Top of THE DATA

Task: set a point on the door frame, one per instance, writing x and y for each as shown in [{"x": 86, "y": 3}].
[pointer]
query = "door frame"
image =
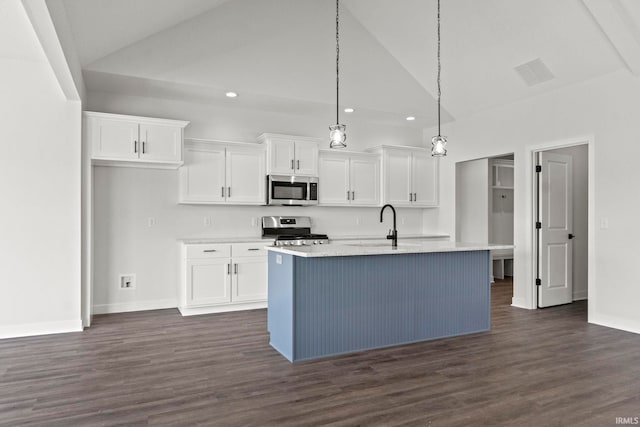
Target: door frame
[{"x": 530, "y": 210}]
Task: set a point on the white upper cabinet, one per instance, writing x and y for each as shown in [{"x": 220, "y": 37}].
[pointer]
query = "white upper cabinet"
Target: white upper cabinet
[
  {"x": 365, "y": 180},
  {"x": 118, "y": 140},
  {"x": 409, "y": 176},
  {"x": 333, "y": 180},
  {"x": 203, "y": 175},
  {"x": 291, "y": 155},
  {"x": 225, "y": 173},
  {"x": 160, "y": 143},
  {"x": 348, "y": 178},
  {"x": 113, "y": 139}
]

Bottom of THE DATA
Top of THE DATA

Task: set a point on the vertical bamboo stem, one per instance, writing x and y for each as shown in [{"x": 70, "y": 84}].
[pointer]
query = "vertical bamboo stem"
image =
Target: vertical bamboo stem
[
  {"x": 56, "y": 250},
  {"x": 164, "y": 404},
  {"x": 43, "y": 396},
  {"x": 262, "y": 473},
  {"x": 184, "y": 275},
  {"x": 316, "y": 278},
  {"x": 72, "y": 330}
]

Bottom of THE DATA

## YOUR INSTRUCTIONS
Wherever the word "query" turns up in a line of the entries above, copy that line.

## SOLVED PROBLEM
query = "door frame"
query = "white upper cabinet"
query = "vertical bamboo stem"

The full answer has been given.